> [PASSAGE GIVEN]:

As one of the most powerful men in New York, Moses proposed the establishment of the Bethpage Park Authority in 1933, which acquired the land and financed improvements through bonds. In addition to golf courses, the project funded a clubhouse, polo field, picnic areas, horseback riding facilities, and trails for a variety of activities.
Of great importance during the Depression was that the Work Relief Project employed 1,800.
(If you’re in Michigan, it is worth noting that — among others — The Cascades in Jackson is a Depression era public works project designed by Tom Bendelow.)
All of this, however, likely is stuff only a political science nerd like me would enjoy reading about.
The park was named “Bethpage” — at Moses’ urging — after a large tract of land originally bought in 1695 by Thomas Powell from Native American tribes.
Construction on the courses began soon after a deal was struck — and before the land actually changed hands. Moses just forged ahead.
A.W. Tillinghast was hired to do the course design at the rate of $50 a day for a maximum of 15 days. Tillinghast had been active as a golf architect since the 1890s and had created many famous courses, such as Aronimink (1915), Baltusrol (1922), Winged Food (1923) and Sleepy Hollow (1928). By the mid-1930s, however, his career was largely behind him. At the time, he was reportedly doing poorly financially and suffering from alcoholism.
Still, having Tillinghast’s name attached to the project would lend it weight.
Enter Joseph Burbeck. Burbeck had a degree in landscape architecture, and had worked on the construction of golf courses in the midwest. Moses’ park commission had hired him in 1919 to design and build a short course at Jones Beach State Park on Long Island.
When Moses engineered the purchase of the Bethpage property, Burbeck and his family moved into the Lenox Hills Clubhouse to manage the course.
Burbeck would ultimately oversee the day-to-day work on the Blue, Red and Black.
Although Tillinghast is popularly credited with the design of the Blue, Red and Black, there is considerable evidence that he acted primarily as a consultant on the project. Park Superintendent Joseph H. Burbeck now is widely credited with the course development. He was involved on a daily basis in shaping what was a public works project of the Depression. Some suggest that the routings were finished and construction underway before Tillinghast visited.
Still, the debate continues. Team Tillinghast notes that the Black, in particular, reflect Tillinghast’s style in strategic design, bunker and fairway styles. Team Burbeck notes that Tilinghast was on site for perhaps fifteen days and that a contemporary article names him as the architect.

[Photo object pointing records]

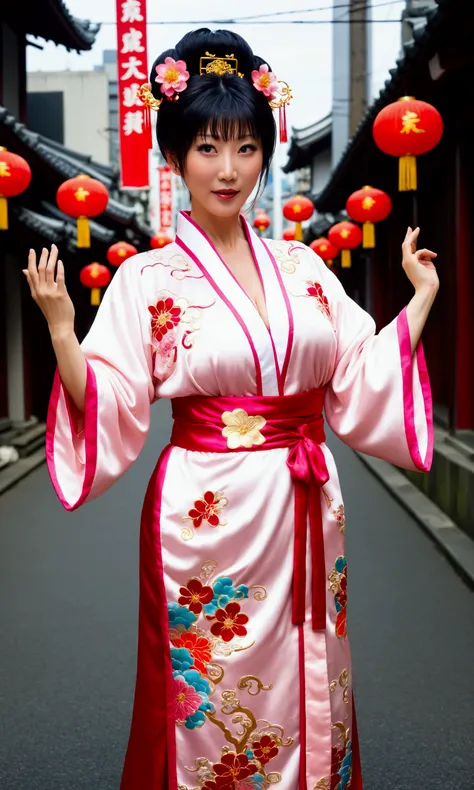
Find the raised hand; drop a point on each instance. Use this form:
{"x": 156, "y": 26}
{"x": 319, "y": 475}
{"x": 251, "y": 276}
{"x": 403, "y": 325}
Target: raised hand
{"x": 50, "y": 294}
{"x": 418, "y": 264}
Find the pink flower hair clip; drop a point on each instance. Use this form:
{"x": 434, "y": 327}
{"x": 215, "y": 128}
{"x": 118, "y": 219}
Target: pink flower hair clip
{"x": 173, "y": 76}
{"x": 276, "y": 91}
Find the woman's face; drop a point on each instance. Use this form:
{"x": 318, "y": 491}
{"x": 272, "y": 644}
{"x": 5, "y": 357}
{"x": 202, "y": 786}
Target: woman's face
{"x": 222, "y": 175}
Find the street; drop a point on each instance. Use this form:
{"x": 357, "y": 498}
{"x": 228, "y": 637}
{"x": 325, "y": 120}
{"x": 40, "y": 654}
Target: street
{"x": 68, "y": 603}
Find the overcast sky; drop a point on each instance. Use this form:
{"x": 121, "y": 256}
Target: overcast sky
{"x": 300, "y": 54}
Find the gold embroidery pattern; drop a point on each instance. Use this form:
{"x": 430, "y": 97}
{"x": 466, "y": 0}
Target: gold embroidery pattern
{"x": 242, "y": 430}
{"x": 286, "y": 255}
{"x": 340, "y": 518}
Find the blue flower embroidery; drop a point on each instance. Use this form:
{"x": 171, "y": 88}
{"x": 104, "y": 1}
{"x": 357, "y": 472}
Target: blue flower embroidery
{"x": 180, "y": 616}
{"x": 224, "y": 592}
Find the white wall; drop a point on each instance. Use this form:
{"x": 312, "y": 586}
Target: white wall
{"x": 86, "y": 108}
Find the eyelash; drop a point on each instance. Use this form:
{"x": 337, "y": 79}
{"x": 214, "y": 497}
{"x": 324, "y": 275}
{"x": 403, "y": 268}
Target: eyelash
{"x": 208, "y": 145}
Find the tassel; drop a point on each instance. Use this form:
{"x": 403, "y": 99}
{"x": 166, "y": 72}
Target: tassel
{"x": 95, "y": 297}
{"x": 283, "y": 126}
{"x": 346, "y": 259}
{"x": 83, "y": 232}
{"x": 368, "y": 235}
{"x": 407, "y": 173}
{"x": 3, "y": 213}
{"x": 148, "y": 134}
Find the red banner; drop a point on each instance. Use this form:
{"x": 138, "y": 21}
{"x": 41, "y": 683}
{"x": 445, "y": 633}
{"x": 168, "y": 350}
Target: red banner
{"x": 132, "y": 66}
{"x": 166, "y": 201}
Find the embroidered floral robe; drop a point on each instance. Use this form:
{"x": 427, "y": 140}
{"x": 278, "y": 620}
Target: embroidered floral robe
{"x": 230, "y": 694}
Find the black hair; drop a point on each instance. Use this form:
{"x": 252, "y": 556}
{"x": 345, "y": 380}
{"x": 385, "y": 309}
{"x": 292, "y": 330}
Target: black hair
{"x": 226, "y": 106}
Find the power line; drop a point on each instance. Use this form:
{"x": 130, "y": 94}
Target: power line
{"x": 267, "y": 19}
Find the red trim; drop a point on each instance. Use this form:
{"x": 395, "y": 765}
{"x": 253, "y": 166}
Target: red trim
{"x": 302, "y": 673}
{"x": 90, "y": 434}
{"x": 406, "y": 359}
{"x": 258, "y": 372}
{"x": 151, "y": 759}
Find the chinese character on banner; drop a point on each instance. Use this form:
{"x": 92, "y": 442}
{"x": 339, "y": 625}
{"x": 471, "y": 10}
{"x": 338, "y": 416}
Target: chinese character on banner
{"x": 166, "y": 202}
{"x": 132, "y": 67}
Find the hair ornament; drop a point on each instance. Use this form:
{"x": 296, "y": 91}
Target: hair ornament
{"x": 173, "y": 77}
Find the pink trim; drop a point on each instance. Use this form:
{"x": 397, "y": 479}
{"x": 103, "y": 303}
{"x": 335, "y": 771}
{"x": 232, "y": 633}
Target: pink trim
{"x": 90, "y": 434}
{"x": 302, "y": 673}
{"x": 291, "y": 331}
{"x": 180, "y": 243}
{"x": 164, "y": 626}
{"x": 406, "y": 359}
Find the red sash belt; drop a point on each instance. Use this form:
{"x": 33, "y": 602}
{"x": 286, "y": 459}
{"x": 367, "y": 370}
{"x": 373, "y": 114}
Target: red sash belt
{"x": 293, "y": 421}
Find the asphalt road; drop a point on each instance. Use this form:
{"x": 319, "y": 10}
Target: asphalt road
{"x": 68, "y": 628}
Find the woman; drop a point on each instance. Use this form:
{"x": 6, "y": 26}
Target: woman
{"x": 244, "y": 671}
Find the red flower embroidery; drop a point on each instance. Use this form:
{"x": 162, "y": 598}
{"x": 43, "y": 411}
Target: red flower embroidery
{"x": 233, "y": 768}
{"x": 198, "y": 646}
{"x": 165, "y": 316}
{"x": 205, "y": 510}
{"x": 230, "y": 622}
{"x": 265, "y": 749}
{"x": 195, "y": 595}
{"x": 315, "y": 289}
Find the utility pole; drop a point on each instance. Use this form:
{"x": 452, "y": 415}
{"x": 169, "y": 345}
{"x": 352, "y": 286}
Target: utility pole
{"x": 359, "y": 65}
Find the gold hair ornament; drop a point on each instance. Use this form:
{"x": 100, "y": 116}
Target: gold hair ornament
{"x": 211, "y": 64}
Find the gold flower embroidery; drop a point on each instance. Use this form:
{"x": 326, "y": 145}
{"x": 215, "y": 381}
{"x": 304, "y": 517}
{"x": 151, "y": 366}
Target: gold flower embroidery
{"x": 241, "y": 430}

> [SET TASK]: In the passage on the Bethpage golf courses, reproduce the stretch from "Enter Joseph Burbeck." through "on Long Island.", substituting "civil engineering" for "landscape architecture".

> [RESULT]:
Enter Joseph Burbeck. Burbeck had a degree in civil engineering, and had worked on the construction of golf courses in the midwest. Moses’ park commission had hired him in 1919 to design and build a short course at Jones Beach State Park on Long Island.